#### Assignment:
Copy out, exactly and with nothing else, the stretch of lines that starts at the line containing "Task: set a dot on every instance of the row" and finishes at the end of the data.

(Beginning of Listed records)

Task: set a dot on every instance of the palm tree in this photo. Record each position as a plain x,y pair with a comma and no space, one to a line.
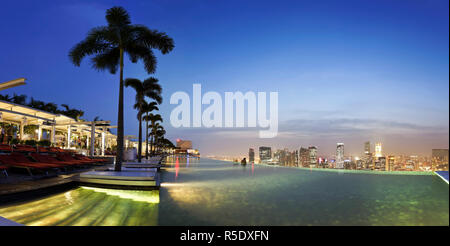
108,44
148,88
159,134
5,98
154,118
146,109
19,99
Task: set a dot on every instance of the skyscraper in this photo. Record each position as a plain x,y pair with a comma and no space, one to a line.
251,155
378,150
390,163
367,148
340,155
304,157
265,154
312,156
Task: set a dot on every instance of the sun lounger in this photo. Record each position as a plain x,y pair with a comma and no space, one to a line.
17,161
50,159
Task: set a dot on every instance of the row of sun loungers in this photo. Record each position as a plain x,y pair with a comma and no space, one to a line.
42,159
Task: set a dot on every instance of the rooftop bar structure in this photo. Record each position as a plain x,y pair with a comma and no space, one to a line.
62,129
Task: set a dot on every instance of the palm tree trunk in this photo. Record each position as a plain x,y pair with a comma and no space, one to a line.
151,146
146,139
140,139
119,155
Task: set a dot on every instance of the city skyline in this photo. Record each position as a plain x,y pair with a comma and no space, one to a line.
343,74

(End of Listed records)

#### Task result:
Task: set a dot on every instance of the row of sun loungers in this photo. Record each position as a plain x,y pair with a comma and no space, one to a line.
42,159
Task: set a dot on every instance of the rooftop bar structure in this photo. Record each position as a plain x,y pair with a comma and no space, one to a line.
62,129
Task: set a dot on every instance of the palm tree trunk in this photo. Record each position as a plain x,y pair with a comma and no space, one to a line.
151,146
146,139
140,139
119,155
Task: set a dot on every instance of the city skyline in this photo. Record each position as a plain x,y pair with a comma and no space, one to a line.
343,74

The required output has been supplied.